Reading text =

---*---

Passengers board a LIRR train at the Ronkonkoma train station...

Passengers board a LIRR train at the Ronkonkoma train station for the morning commute in Ronkonkoma. (Sept. 30, 2011) Credit: Ed Betz

The $56 million signal system that the LIRR last year touted as the future of train movement failed in all sorts of ways Thursday, when a single lightning bolt paralyzed the continent's largest commuter railway and stranded hundreds of customers on trains for hours.

After the Long Island Rail Road resumed largely normal service Friday morning, LIRR president Helena Williams apologized to riders for the Thursday evening commute and announced that the agency was launching an investigation to determine why the state-of-the-art signal system installed at Jamaica station last year did not do what it was supposed to.

"We need to reconstruct what we did in an organized way," Williams said Friday. "I clearly understand the frustration of our customers. . . . We would never put people on a train only to not see them make it through a route."

A preliminary LIRR investigation showed that the lightning bolt struck a railing on a metal "hut" near Jamaica's Jay Tower. The shed houses the computer-based switch and signal system governing all train movement just west of Jamaica.

The grounded hut was designed to absorb and disburse the surge of electricity without harming the signal controls, but "the lightning protection clearly wasn't adequate last night," said Raymond Kenny, senior vice president of operations, on Friday.

With the signals and switches west of Jamaica not working, the LIRR was able to restore some service from Penn Station and Atlantic Terminal in Brooklyn by manually setting track switches.

---*---

Work order = Retype the passage of the LIRR article that starts at the words "The grounded hut" and stops after "setting track switches.".

---*---

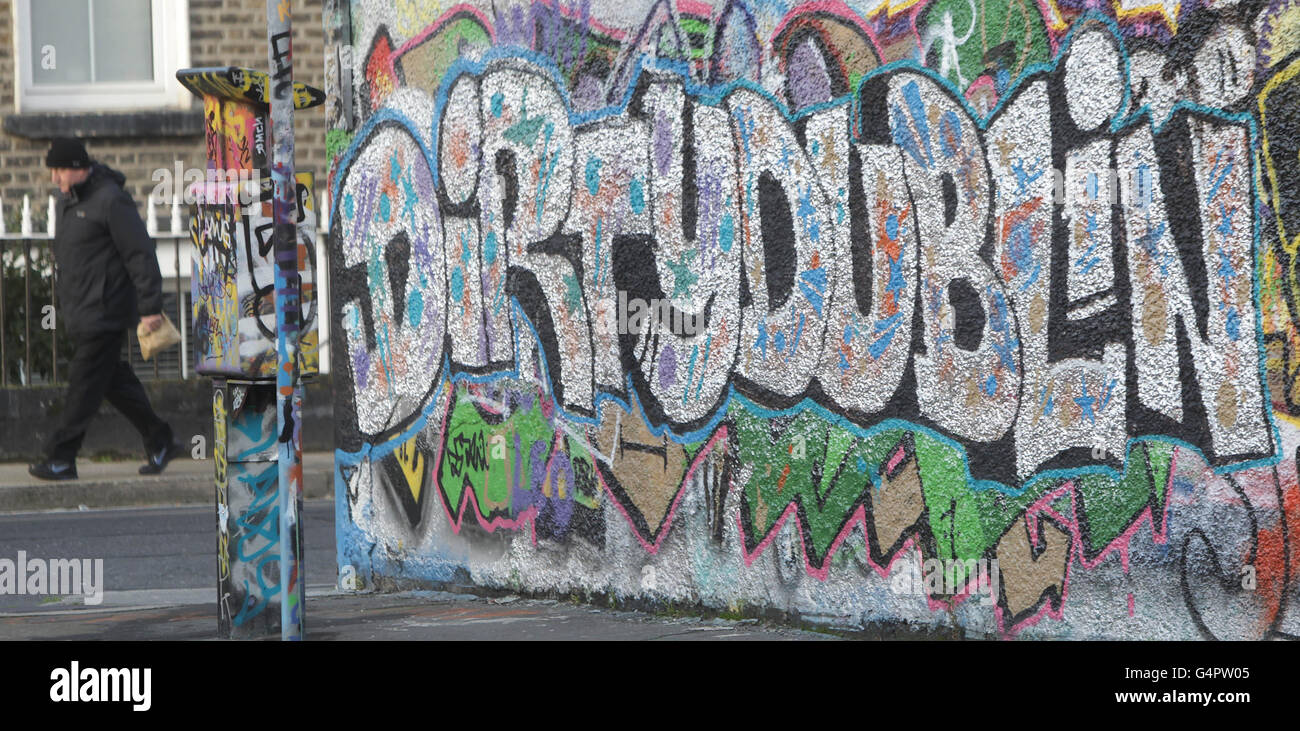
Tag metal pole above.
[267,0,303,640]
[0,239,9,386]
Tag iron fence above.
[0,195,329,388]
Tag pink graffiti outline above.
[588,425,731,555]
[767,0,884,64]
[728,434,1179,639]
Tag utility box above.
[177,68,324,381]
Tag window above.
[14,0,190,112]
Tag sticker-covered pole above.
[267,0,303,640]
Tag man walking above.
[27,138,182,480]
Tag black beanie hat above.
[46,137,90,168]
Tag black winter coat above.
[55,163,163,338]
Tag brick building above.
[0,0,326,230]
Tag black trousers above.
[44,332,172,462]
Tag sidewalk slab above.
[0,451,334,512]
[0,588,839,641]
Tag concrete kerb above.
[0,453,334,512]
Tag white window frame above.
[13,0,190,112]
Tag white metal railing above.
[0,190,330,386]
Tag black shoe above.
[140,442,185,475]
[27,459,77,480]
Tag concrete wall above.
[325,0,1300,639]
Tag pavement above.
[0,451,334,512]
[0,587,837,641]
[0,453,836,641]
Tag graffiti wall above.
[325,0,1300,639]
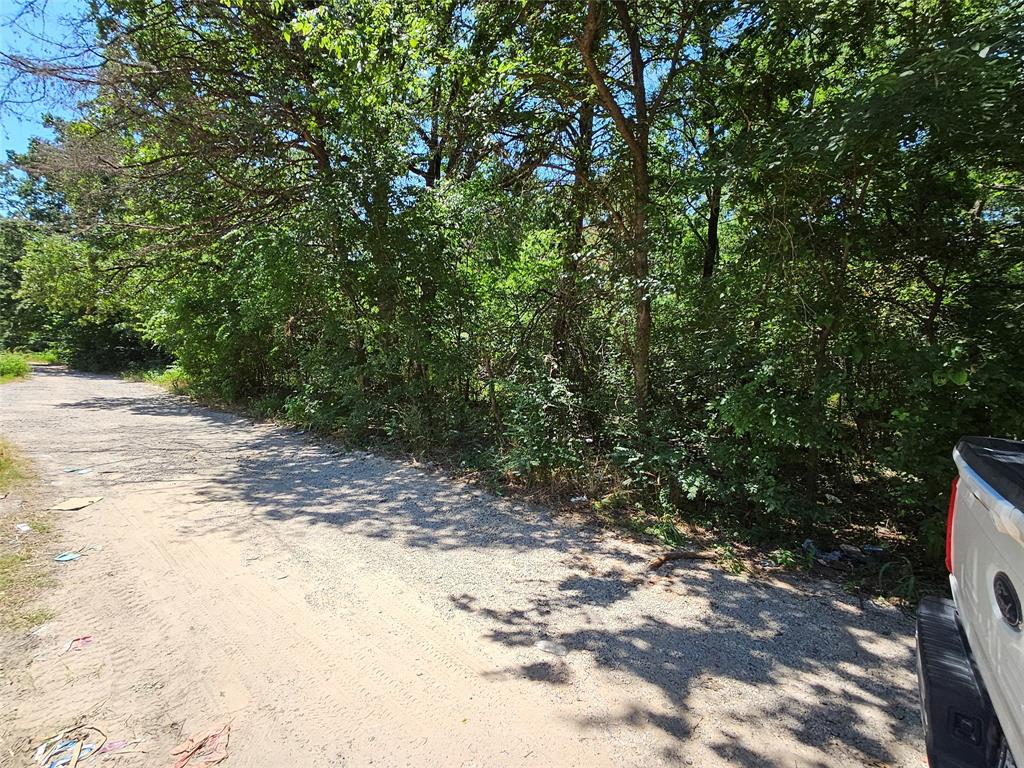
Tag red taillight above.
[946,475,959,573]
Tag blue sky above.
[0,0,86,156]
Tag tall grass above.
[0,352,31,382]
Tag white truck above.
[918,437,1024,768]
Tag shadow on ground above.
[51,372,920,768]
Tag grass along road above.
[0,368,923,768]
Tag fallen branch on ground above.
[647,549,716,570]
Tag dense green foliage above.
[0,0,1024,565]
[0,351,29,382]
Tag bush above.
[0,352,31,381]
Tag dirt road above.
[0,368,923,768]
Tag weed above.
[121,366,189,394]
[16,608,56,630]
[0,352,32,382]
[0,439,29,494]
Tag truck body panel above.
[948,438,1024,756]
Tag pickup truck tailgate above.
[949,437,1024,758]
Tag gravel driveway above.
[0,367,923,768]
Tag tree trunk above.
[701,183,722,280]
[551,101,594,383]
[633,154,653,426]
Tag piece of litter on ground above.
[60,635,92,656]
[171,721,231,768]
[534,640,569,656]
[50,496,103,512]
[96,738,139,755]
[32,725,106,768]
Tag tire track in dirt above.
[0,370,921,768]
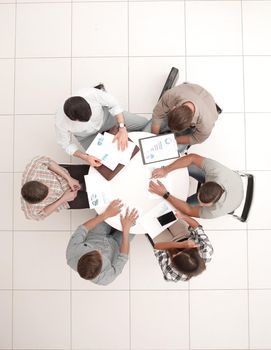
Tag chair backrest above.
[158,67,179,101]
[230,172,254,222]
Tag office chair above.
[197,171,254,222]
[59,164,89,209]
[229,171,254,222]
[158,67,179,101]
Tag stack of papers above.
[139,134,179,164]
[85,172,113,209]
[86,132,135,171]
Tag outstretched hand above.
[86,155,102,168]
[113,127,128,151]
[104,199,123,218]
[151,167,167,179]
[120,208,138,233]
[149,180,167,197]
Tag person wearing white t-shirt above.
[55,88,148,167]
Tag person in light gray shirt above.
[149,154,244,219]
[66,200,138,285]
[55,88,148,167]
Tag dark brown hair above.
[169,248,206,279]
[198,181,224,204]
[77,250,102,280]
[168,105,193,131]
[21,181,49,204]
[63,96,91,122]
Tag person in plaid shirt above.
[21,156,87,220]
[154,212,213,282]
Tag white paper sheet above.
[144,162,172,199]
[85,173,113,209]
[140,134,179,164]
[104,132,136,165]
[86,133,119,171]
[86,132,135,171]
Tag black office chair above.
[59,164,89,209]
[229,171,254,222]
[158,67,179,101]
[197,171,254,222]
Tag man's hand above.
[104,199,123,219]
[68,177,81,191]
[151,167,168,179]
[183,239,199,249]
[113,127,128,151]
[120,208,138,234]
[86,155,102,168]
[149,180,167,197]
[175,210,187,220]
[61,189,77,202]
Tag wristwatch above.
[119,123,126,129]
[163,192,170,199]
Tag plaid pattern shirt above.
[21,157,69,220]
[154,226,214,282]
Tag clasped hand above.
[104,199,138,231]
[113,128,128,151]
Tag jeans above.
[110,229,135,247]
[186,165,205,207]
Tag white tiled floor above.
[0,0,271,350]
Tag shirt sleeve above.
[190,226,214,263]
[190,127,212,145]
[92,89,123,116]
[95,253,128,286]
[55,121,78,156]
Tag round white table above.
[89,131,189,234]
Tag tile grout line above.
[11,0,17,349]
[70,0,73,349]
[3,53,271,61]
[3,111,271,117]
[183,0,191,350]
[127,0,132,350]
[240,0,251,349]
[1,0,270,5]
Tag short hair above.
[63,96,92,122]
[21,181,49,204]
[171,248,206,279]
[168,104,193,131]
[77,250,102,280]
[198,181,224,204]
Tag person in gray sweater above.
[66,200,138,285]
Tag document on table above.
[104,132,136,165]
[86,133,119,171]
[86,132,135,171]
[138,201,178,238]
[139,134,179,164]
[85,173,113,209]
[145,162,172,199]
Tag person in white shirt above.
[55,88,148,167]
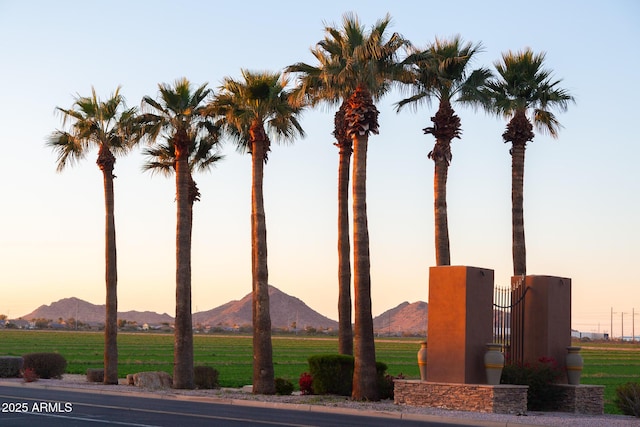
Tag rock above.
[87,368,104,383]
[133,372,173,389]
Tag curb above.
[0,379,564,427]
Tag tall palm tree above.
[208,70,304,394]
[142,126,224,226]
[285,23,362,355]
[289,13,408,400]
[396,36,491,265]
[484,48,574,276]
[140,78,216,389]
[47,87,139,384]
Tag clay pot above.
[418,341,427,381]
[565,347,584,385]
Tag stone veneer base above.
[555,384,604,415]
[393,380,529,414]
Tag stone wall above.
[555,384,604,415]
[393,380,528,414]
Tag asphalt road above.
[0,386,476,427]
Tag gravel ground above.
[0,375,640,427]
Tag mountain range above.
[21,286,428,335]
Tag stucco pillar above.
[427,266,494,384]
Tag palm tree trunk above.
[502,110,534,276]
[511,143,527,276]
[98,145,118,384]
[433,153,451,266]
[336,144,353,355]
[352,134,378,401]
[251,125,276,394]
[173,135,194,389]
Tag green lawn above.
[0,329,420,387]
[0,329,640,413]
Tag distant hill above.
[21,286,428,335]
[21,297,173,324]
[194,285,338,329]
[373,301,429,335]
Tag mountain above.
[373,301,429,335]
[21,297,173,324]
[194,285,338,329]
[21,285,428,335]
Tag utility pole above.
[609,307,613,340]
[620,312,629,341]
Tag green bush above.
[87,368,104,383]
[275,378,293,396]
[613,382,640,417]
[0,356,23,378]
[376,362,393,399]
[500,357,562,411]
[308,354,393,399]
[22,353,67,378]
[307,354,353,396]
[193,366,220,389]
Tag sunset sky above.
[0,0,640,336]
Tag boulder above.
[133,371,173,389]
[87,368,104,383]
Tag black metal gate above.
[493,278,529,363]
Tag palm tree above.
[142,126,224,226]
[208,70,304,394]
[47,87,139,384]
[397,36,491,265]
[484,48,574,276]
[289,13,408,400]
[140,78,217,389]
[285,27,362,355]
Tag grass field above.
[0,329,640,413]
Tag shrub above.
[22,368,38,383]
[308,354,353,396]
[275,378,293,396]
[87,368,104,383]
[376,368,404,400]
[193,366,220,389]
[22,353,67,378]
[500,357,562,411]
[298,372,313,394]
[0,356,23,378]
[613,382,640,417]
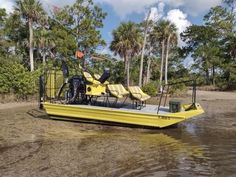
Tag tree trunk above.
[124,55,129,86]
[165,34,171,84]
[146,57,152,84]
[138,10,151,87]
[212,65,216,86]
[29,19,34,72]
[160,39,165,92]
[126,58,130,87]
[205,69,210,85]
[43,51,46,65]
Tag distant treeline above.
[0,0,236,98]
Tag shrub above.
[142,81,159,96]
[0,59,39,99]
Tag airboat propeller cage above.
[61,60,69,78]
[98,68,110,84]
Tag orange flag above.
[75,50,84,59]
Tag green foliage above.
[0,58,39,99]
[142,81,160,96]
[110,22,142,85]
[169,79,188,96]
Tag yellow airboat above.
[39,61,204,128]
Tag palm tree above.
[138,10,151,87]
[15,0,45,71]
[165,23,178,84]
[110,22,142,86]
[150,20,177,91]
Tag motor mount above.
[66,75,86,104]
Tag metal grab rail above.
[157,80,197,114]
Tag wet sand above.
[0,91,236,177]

---*---

Response to this exercise =
The grounded hut was designed to absorb and disburse the surge of electricity without harming the signal controls, but "the lightning protection clearly wasn't adequate last night," said Raymond Kenny, senior vice president of operations, on Friday.

With the signals and switches west of Jamaica not working, the LIRR was able to restore some service from Penn Station and Atlantic Terminal in Brooklyn by manually setting track switches.